Instructions to follow: Below are the records. Gather each line that holds "located".

Information provided:
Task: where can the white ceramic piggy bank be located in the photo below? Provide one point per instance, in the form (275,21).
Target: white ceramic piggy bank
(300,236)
* * *
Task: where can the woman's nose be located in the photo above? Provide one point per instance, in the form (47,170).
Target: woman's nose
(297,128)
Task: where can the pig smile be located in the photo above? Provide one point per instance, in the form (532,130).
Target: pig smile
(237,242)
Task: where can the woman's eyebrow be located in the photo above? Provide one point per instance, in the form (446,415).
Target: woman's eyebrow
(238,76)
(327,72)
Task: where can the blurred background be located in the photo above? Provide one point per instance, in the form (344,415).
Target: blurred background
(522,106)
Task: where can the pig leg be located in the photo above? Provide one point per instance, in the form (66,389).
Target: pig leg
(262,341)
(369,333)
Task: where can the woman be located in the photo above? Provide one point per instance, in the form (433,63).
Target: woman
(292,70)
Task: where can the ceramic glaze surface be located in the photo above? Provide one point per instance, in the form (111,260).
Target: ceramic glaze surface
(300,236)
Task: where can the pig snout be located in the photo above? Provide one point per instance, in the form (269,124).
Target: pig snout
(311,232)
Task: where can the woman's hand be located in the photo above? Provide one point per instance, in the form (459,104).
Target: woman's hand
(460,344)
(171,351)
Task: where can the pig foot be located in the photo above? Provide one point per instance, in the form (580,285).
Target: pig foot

Exercise solution:
Task: where can the white ceramic piggy bank be located in the photo below? Provide one point per instance, in the form (275,21).
Task: where can the woman's nose be located in the photo above? Provide one point per instance, in the form (47,170).
Task: where can the pig smile be located in the photo above? Provide one point per instance, in the form (532,130).
Task: where can the woman's eyebrow be located in the photo above? Provide one point per instance, in the form (446,415).
Task: where can the blurred background be located in the photo above? Provide one point per instance, in the form (344,415).
Task: where can the pig leg be located in the photo above? Provide one point per instance, in the form (66,389).
Task: where can the woman be located in the photo above? Provide one point per instance, in the form (433,63).
Task: where can the ceramic glaze surface be located in the photo above? Provide one point per instance, in the form (111,260).
Task: where can the pig snout be located in the photo above? Provide one point per instance, in the form (269,124).
Task: where can the woman's hand be located in the photo above? Provide one point per instance, in the form (459,104).
Task: where can the pig foot be located in the photo above? Provide one point per instance, in the form (580,285).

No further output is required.